• **WHAT IS EXPECTED**: Starting from the line containing "Identify the ornate", write out the rest of the entries exactly, through the final line, including nothing else.

• **TASK INPUT**:
::::

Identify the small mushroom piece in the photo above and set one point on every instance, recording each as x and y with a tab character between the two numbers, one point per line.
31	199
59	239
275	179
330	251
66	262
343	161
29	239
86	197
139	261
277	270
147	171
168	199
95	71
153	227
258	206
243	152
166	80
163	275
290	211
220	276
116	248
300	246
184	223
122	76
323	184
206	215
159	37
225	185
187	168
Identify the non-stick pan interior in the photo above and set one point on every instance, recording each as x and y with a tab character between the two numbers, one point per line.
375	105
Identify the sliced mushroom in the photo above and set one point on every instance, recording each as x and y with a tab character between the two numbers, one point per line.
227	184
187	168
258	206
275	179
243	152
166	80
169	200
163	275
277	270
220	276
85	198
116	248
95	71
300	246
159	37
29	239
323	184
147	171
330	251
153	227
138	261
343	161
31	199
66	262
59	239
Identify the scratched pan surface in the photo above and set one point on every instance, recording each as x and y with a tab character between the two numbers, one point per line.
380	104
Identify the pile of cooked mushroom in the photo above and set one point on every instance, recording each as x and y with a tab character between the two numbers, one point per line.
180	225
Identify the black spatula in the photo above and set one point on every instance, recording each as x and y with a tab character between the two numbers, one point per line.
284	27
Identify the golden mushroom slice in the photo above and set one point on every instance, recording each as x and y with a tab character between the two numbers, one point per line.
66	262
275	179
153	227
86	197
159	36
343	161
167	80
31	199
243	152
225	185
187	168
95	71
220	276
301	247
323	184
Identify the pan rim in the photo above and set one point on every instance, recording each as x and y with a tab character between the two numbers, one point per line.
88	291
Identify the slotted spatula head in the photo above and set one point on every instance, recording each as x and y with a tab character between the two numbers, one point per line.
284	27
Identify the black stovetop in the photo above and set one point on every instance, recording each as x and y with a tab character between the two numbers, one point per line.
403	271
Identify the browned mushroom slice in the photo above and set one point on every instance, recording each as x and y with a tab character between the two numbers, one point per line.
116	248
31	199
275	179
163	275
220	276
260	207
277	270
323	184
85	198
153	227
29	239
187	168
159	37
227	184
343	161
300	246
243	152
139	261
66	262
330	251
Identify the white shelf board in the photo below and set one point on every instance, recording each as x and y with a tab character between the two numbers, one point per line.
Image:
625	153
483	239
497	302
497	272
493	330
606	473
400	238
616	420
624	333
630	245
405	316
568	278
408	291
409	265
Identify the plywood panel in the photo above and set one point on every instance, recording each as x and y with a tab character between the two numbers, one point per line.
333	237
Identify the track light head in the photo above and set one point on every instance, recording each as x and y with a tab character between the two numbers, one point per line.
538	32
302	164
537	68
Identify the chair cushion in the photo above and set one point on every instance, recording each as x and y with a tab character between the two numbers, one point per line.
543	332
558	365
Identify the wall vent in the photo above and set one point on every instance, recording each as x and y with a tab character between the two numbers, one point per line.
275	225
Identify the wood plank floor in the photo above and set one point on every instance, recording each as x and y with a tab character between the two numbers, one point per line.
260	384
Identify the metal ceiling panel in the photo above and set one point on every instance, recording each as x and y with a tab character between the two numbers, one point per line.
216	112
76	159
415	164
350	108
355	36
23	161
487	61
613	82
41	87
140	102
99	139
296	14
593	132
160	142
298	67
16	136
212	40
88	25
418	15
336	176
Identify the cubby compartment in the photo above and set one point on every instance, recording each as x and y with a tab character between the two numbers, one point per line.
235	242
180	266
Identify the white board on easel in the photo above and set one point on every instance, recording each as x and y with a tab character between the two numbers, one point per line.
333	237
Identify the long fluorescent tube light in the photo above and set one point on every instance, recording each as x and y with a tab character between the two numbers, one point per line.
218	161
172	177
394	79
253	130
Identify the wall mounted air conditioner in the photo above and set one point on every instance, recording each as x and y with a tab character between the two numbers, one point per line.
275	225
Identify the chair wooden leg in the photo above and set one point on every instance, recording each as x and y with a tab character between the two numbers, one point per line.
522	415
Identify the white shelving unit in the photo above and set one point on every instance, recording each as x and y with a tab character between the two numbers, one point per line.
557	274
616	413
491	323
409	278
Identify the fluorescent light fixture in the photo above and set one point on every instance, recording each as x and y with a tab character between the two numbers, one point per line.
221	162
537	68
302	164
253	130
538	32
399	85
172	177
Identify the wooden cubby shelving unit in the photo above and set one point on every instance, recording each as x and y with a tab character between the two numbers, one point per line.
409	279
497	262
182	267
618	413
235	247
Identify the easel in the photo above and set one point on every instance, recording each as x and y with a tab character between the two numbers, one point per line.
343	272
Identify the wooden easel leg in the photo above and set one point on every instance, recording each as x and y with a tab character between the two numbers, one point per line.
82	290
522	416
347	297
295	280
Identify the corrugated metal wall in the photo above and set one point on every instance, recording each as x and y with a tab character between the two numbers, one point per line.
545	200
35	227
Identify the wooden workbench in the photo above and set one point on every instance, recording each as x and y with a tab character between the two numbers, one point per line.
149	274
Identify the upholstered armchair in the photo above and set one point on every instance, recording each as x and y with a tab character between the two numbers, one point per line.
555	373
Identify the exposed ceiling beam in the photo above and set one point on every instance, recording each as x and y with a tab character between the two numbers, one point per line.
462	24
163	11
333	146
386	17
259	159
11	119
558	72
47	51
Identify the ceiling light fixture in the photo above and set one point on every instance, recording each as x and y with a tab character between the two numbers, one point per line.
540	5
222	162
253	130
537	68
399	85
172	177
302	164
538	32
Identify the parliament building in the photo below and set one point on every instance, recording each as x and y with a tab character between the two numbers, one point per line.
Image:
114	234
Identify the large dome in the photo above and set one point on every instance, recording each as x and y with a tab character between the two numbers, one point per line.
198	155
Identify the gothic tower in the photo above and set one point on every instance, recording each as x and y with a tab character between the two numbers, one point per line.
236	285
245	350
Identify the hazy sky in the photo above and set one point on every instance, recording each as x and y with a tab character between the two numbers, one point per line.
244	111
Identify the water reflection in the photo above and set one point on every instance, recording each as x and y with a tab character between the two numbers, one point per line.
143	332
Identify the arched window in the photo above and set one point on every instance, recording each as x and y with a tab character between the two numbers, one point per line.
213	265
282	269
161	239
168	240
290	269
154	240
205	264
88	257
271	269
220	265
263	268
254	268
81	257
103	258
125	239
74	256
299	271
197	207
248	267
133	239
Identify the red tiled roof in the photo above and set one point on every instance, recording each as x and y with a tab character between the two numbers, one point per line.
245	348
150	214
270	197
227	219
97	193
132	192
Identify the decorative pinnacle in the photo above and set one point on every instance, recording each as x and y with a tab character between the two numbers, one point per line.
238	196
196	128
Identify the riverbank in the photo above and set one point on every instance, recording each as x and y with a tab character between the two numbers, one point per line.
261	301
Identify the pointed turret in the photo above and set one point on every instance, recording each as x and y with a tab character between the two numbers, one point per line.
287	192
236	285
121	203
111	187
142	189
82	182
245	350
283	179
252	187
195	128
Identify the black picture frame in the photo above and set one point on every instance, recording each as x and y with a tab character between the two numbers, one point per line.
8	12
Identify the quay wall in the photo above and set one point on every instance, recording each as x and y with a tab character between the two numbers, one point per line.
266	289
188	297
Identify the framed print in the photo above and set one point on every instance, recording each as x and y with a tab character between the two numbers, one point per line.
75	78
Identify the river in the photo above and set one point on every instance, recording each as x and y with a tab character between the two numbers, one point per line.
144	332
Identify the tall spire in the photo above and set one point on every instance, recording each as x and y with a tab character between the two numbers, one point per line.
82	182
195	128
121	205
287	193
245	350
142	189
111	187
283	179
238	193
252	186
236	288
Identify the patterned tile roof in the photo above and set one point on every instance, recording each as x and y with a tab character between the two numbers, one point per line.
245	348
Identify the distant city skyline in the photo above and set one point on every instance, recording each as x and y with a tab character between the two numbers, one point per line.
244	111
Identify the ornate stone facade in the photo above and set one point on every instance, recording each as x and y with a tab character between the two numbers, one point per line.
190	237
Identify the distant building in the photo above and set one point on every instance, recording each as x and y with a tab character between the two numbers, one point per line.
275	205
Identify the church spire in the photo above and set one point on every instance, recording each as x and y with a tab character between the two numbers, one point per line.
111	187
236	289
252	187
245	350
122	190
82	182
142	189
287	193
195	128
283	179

::::

• **THE ANSWER**:
Identify the ornate stone facade in the photo above and set one point on every instance, recording each as x and y with a tab character between the two numbers, one point per line.
190	237
Identify the distant building in the photo above and set one point on every instance, recording each as x and y with a tab character between the two numbers, one point per line.
275	205
Identify the church spire in the photo above and set one point on every instance, recording each as x and y with a tab character between the two numbers, one point per line.
111	187
236	289
252	187
245	350
122	190
82	182
142	189
287	193
195	128
283	179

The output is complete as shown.